Exercise objective » Carry on the transcript discussing prefetcher aggressiveness and side channels, starting after its final sentence.

All the other information is in there, you'll see that they, they actually analyze. Access patterns, not just directly access, not just directly looking at what the DMP did. They're looking at a whole access pattern across many accesses. And the Apple one, because it's more aggressive. It reveals more about itself.

PJ: 26:35

So in terms of a speed difference, then let's say, let's say we had a fictitious knob where the M series could be matched to the Intel aggression, which is not as aggressive. would be the percentage difference or, you know, order of magnitude of percentage difference of speeds?

Rob: 26:55

Barely, barely any.

PJ: 26:58

Like what? 1 percent less?

Rob: 27:01

I have no idea. You'd have to look at, you'd have to simulate it or have a chip where you could switch it off at various levels to actually get real numbers. I'm guessing that And the more aggressive pre fetcher maybe gives them a percent, two percent. It's not going to be much. The pre fetcher existed at all, only added a few percent over static analysis pre fetching that the process is used to do. And only in certain scenarios too. If you're doing the predictable every 500 bytes. That can be prefetched much easier without data dependency. These are the things like prefetching based on the data itself, which is, like I said, the linked list example is one where you'd need a data dependent prefetcher because you don't know where you're going. And doing it one level is all you need to fetch that. If you start doing multiple levels, then you start to reveal a lot more. Secrets, but the fact that the whole DMP wasn't a major performance increase. It was just incremental performance increase leaving the DMP there, but taking away some of it's more aggressiveness wouldn't mitigate the entire DMP being there. It still has benefit. So if it was 1 percent overall, I'd be amazed. But that's the numbers we're working. They re architect an entire chip to get 2 or 3 percent speed boosts. It's all these 1 2% s on top of each other that give us the performance we have, today. And it's all these 1 or 2% s working together which reveal side channels.

Data supplied »
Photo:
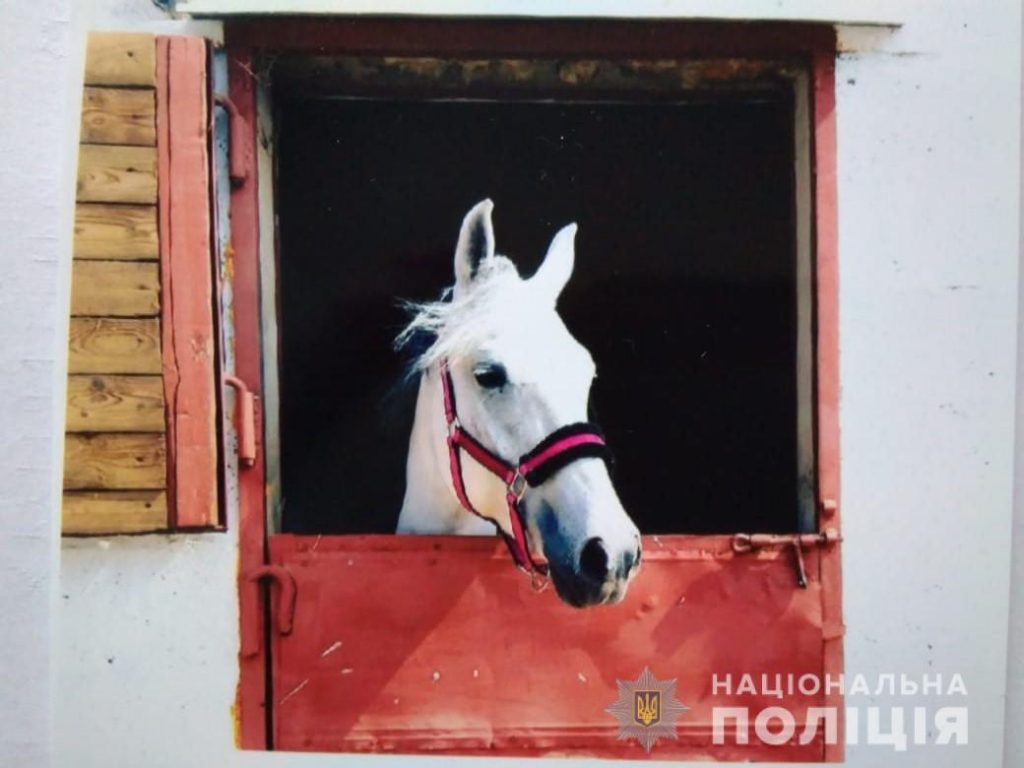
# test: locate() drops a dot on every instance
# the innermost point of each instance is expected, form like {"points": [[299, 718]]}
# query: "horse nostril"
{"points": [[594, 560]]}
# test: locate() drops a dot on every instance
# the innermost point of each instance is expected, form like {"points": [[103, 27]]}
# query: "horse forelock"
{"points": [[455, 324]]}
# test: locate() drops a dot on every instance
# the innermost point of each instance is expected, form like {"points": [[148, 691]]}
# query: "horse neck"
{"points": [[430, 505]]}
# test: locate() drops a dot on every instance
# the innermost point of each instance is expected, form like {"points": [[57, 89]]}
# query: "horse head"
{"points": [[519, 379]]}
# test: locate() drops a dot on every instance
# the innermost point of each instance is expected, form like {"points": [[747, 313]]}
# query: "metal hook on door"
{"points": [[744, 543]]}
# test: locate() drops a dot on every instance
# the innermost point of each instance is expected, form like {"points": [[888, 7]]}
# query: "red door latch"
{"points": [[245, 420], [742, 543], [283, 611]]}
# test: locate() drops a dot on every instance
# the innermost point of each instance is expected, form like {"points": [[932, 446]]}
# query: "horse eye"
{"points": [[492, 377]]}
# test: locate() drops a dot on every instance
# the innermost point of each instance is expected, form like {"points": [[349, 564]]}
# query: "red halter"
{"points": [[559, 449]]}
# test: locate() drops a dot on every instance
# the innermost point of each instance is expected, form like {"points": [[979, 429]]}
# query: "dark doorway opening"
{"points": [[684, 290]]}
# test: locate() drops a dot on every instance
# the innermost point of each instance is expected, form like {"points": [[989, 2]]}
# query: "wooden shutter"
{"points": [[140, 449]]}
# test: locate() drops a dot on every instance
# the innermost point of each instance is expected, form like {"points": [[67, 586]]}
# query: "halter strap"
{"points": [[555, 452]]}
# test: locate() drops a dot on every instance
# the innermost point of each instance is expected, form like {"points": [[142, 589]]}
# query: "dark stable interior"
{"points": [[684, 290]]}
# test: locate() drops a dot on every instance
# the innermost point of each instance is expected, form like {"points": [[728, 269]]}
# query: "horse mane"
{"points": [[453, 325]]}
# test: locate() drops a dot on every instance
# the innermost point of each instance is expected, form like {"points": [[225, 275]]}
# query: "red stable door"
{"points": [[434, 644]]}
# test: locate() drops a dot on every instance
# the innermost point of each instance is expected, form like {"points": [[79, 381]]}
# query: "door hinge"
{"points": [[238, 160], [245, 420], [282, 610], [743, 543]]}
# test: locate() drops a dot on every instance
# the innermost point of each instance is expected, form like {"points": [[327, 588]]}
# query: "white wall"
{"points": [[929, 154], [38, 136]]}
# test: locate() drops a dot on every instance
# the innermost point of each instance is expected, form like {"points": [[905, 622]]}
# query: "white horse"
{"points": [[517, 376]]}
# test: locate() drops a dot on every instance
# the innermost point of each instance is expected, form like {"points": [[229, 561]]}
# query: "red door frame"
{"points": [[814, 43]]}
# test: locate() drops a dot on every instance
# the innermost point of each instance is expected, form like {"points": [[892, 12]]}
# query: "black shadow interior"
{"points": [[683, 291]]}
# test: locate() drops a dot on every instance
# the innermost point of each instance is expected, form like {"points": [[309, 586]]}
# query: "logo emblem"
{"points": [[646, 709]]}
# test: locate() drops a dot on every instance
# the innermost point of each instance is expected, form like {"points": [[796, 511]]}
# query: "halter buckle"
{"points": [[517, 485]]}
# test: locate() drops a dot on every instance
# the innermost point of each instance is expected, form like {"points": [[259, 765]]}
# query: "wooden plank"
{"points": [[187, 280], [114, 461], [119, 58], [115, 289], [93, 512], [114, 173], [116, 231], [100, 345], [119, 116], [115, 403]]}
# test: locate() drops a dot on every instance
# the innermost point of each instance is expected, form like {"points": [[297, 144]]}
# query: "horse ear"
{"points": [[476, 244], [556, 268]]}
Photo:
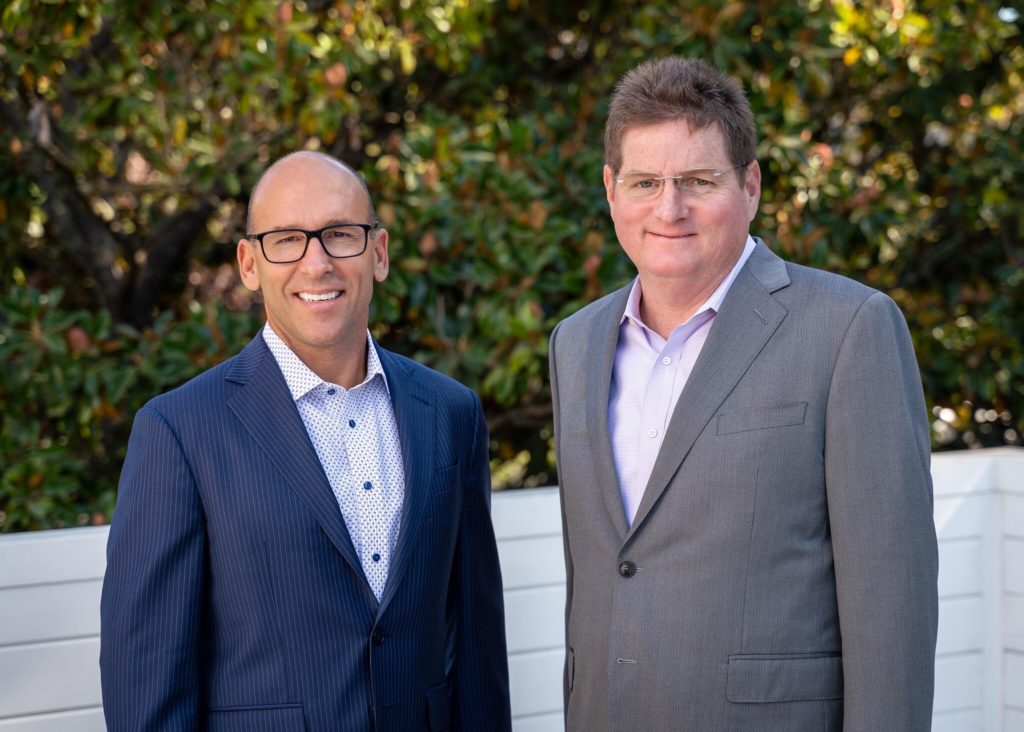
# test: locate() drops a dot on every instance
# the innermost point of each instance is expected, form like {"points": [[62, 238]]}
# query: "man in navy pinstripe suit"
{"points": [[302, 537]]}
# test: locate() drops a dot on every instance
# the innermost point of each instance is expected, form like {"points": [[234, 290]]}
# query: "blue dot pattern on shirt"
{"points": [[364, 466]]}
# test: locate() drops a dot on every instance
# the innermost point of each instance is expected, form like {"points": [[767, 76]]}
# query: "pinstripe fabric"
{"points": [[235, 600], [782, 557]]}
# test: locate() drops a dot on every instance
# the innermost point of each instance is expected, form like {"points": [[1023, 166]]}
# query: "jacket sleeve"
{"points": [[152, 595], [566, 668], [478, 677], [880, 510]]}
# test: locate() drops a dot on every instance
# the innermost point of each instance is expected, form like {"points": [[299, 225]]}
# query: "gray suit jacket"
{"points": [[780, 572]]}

==

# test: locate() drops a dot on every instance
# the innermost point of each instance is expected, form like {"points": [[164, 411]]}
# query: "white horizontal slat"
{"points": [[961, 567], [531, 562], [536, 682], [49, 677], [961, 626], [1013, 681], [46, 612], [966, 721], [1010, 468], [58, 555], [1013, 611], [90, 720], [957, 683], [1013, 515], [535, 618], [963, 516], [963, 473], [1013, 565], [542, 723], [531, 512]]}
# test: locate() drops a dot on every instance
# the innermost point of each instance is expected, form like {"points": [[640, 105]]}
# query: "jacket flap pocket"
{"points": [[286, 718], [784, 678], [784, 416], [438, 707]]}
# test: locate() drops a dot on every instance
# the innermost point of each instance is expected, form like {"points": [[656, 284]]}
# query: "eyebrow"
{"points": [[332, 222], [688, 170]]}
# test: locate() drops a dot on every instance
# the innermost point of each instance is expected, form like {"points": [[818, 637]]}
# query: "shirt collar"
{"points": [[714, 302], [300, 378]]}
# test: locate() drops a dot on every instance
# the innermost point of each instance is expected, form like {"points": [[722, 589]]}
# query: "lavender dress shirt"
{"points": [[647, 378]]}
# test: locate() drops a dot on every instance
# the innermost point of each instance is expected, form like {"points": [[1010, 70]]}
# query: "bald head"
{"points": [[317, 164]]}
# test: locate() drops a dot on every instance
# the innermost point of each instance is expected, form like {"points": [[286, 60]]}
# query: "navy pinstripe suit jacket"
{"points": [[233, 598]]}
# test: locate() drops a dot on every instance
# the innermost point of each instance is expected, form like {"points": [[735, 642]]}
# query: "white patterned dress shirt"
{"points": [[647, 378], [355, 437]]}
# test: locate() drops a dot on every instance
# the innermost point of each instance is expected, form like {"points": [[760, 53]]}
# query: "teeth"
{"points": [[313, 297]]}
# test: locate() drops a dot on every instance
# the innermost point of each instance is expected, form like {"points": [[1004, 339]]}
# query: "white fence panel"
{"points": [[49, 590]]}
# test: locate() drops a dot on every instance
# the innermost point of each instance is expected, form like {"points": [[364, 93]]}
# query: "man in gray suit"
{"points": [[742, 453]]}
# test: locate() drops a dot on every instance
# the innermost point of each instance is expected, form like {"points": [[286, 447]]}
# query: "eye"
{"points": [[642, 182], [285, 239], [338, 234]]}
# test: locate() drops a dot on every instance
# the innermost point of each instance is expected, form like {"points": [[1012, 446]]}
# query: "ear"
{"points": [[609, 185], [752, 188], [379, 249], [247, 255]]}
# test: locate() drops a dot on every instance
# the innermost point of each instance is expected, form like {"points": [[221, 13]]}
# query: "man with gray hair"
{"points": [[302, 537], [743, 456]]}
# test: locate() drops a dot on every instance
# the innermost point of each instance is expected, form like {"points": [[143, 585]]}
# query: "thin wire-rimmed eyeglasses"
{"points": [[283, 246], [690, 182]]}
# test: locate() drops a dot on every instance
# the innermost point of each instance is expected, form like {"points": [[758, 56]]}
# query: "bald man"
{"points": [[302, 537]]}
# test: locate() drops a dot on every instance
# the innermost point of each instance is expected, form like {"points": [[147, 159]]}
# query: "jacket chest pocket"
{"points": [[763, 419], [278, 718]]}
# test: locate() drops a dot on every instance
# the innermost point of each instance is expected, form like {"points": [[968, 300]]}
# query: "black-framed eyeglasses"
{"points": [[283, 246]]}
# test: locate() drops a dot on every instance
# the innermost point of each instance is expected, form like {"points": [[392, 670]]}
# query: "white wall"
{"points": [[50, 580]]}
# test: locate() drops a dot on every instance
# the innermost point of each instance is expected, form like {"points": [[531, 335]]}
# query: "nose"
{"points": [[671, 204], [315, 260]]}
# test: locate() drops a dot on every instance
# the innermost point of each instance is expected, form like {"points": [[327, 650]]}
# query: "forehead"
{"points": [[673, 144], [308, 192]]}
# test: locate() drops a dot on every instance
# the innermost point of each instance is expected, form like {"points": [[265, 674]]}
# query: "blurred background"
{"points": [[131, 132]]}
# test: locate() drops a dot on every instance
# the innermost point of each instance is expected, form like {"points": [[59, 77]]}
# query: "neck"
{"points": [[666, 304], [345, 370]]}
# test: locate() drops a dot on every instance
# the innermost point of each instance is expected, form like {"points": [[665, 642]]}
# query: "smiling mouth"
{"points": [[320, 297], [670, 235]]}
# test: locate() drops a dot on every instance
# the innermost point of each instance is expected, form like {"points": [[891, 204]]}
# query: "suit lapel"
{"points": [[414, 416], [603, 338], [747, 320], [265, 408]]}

Answer below »
PJ: 28:27

So Rob, I mean, is there a, uh, a macro symptom here that because we've become collectively shittier programmers and have moved to more map sets, dictionaries, things that use kind of this incoherent memory that we've now designed chips basically to kind of enable that more rather than like, Hey, use a vector and use it right. And think about how to lay out your memory. did we back ourselves into this problem?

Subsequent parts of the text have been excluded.